Stored listing
----

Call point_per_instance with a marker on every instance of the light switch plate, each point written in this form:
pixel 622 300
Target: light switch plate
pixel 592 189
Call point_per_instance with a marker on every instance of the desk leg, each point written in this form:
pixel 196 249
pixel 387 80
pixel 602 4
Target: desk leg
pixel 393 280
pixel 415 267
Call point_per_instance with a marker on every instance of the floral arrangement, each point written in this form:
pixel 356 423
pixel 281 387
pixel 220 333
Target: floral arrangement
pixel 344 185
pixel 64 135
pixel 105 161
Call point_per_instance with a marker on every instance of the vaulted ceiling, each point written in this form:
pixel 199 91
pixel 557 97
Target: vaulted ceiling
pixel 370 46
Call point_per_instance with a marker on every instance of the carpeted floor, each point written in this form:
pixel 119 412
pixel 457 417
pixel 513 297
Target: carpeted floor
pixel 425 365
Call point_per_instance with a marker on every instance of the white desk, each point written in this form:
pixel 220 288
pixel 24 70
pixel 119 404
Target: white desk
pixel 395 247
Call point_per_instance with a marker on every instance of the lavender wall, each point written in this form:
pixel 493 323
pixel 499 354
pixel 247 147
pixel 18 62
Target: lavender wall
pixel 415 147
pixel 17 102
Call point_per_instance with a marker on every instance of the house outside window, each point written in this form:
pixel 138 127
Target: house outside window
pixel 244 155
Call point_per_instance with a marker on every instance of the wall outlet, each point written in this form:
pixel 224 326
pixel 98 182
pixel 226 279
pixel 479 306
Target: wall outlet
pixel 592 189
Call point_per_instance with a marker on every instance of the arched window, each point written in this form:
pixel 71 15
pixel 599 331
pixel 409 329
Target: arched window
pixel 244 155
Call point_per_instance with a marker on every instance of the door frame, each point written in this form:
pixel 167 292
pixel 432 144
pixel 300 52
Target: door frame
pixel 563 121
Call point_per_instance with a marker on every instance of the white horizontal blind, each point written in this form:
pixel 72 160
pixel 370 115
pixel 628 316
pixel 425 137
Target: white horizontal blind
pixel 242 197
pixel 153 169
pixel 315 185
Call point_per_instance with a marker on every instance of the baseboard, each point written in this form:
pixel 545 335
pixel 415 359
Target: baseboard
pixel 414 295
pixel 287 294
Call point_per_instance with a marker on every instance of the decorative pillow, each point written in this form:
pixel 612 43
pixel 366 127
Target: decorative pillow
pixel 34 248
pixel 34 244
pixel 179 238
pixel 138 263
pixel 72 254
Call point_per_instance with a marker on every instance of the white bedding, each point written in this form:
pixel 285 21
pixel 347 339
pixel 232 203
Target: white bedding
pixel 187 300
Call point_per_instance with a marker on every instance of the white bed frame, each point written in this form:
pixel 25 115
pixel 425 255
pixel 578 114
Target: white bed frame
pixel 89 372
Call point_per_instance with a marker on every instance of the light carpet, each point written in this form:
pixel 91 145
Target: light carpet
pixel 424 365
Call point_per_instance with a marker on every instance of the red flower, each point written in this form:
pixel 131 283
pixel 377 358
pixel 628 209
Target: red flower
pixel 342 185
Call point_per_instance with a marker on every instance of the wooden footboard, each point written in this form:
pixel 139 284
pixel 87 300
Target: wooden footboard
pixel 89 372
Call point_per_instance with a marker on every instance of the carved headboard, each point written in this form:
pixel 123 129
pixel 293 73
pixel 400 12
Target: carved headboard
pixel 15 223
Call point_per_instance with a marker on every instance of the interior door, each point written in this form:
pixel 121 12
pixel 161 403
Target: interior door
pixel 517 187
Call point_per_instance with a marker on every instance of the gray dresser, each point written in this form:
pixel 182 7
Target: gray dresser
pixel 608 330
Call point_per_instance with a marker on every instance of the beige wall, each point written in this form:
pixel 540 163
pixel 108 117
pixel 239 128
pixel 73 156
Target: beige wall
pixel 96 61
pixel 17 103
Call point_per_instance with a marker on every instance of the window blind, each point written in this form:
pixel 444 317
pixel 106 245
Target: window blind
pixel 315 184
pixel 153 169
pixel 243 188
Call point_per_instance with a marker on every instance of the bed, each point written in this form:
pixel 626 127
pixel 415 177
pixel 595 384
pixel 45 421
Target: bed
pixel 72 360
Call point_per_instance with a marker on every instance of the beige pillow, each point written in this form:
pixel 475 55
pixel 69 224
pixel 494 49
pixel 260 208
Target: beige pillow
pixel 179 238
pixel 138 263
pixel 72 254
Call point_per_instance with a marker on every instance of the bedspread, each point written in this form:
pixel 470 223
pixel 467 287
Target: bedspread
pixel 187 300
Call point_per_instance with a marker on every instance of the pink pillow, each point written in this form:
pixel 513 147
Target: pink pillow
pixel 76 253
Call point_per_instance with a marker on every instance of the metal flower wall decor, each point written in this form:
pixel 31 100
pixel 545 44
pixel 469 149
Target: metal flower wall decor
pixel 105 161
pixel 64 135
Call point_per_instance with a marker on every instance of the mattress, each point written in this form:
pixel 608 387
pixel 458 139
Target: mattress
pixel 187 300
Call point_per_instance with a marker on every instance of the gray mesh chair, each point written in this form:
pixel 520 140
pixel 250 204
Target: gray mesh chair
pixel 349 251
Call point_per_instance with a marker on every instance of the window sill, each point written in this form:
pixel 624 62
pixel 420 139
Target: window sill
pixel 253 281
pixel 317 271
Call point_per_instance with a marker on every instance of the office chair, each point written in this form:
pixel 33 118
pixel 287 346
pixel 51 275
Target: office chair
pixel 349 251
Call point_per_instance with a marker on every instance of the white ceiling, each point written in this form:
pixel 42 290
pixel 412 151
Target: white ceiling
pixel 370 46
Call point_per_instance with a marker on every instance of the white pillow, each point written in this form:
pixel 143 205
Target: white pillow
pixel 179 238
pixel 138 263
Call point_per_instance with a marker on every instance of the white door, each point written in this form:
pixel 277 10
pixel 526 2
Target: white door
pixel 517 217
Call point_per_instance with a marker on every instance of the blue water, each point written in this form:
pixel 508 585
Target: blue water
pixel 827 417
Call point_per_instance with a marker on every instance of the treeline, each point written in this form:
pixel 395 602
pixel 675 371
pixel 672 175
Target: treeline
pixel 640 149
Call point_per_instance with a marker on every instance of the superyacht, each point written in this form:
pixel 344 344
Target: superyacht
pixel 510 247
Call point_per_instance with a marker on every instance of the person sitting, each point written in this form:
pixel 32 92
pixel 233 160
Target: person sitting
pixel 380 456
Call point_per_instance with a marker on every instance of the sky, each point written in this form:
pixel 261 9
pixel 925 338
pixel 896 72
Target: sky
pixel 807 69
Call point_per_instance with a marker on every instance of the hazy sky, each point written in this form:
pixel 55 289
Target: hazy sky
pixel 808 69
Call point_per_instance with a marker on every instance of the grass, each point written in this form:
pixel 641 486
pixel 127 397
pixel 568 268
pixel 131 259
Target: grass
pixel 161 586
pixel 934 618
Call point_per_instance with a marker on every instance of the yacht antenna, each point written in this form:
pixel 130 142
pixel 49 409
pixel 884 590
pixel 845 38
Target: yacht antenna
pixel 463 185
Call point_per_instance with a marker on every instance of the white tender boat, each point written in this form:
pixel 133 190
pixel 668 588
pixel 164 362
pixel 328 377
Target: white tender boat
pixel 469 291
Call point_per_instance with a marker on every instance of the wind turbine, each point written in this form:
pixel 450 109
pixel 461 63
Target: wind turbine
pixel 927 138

----

Problem details
Print the lines of the listing exactly as they appear, beginning at the line that contains "the bed, each" and stopping after the line that contains "pixel 76 253".

Right answer
Call point_per_instance with a marker on every instance of the bed, each point written in this form:
pixel 626 127
pixel 415 177
pixel 595 384
pixel 45 421
Target: bed
pixel 72 360
Call point_per_instance with a marker on every instance of the beige pillow, each point written in this form:
pixel 475 55
pixel 69 224
pixel 494 49
pixel 260 208
Target: beige pillow
pixel 179 238
pixel 138 263
pixel 72 254
Call point_per_instance with a marker on every instance of the bedspread, each point written in this form:
pixel 470 223
pixel 467 287
Target: bedspread
pixel 187 300
Call point_per_instance with a marker on every instance of the pink pillow, each point written in this form:
pixel 513 147
Target: pink pillow
pixel 76 253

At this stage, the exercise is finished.